Identifiers
- Symbol: ICAM-4
- Alt. symbols: LW
- NCBI gene: 3386
- HGNC: 5347
- OMIM: 111250
- RefSeq: NM_001039132
- UniProt: Q14773

Other data
- Locus: Chr. 19 p13.2-cen

Search for
- Structures: Swiss-model
- Domains: InterPro

= ICAM4 =

Mammalian protein found in Homo sapiens

The LW blood system was first described by Landsteiner and Wiener in 1940. It was often confused with the Rh system, not becoming a separate antigen system until 1982. The LW and RhD antigens are genetically independent though they are phenotypically related and the LW antigen is expressed more strongly on RhD positive cells than on RhD negative cells. In most populations, the antithetical LW antigens, LW^{a} and LW^{b} are present as very high and very low frequency, respectively.

==Genomics==
The LW locus is located on the short arm of chromosome 19 (19p13.3).

==Molecular biology==
LW antigens reside on a 40- to 42-kilodalton red cell membrane glycoprotein named CD242. The LW glycoprotein has recently been renamed ICAM-4 due to its similarity to intercellular adhesion molecule, although exactly which integrins bind to ICAM-4 is subject to controversy.

The function of ICAM-4 is not fully understood but appears to be restricted to erythroid cells. During in vitro erythropoesis, LW appears at either the erythroid colony forming stage or later at the proerythroblast stage. A vital part of erythropoesis is the clustering of erythroblasts around bone marrow macrophages to form erythroblastic islands. The erythroblast is then able to remove its nucleus, which is in turn ingested and broken down by the macrophages, to become a mature erythrocyte. During this process ICAM-4 binds to VLA-4, an erythroblast binding site, on adjacent erythroblasts and to αv integrins on macrophages to help stabilise the erythroblastic islands. The binding of red cells to macrophages in the spleen by ICAM-4 could also play a part in the removal of senescent red cells.

Check your understanding ->
1) According to the ICAM4 text, why was the LW glycoprotein renamed ICAM-4? Answer in one to three sentences.
2) Answer these questions from the ICAM4 text:
(a) Who first described the LW blood system, and in what year?
(b) What is the size of the red cell membrane glycoprotein that carries the LW antigens?
(c) What happens to the nucleus that the erythroblast removes?
None of the items has anything to do with the work on the ICAM4 text.

Source data ->

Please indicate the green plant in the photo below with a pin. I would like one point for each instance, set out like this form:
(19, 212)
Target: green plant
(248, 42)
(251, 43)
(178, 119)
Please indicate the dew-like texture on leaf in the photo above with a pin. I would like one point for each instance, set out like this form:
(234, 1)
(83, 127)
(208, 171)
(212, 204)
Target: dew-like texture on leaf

Solution list ->
1) The LW glycoprotein was renamed ICAM-4 because of its similarity to intercellular adhesion molecule.

2)
(a) Landsteiner and Wiener, in 1940.
(b) 40 to 42 kilodaltons.
(c) The macrophages ingest it and break it down.